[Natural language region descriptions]
>>>
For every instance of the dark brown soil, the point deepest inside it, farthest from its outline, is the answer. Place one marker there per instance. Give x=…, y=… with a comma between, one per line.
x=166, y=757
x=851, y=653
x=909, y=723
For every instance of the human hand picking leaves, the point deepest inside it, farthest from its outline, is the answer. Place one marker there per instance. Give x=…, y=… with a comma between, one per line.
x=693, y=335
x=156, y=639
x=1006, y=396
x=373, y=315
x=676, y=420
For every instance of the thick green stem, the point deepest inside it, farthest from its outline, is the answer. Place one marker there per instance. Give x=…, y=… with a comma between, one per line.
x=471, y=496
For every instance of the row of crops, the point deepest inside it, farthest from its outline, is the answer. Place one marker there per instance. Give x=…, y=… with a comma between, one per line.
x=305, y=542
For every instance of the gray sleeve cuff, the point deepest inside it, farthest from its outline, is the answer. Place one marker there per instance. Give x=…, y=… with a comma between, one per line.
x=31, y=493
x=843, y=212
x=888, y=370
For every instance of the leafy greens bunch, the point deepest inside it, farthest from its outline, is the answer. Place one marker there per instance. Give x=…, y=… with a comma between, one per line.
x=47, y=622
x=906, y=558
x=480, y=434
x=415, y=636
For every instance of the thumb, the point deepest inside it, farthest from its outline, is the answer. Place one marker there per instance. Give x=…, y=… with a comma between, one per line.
<<<
Exercise instructions. Your answer should contain every entry, transcribed exactly.

Output below.
For every instance of the dark brown soil, the point deepest inside it, farthest from its outline, is the answer. Place one marker there per instance. Give x=…, y=… with a comma between, one per line.
x=166, y=757
x=851, y=653
x=909, y=723
For every instance of the human hand picking leaves, the point deepest inside it, farthest from its outline, is the answer. Place one marker there per instance. Give x=…, y=… with a comma between, one per line.
x=693, y=335
x=156, y=639
x=1006, y=396
x=373, y=315
x=676, y=420
For every instance of the thick green stem, the point deepest inside it, farthest from its outline, is the answer. Place one marker there per instance. Give x=…, y=… with a comma between, one per line.
x=471, y=496
For every instance of the row of crops, the point deepest inside it, farthest from its outline, is the answer. Place one marker there per instance. Give x=…, y=… with a comma between, one per line.
x=305, y=542
For every instance of the gray sleeve cuff, the point deepest inside it, farthest from its outline, is the answer. Place one marker there per instance. Give x=…, y=… with a comma between, one per line.
x=31, y=493
x=843, y=212
x=888, y=370
For every instance of the leafy greens bunch, the point deepest inside it, farthest from its outline, is the answer. Place one marker there per instance. Give x=…, y=… with a comma between, one per line.
x=47, y=622
x=906, y=558
x=480, y=434
x=415, y=636
For every instance of the thumb, the point deepest inside it, farthest from its outline, is the answer. Place one marker there per instance. Give x=…, y=… with a comma between, one per line.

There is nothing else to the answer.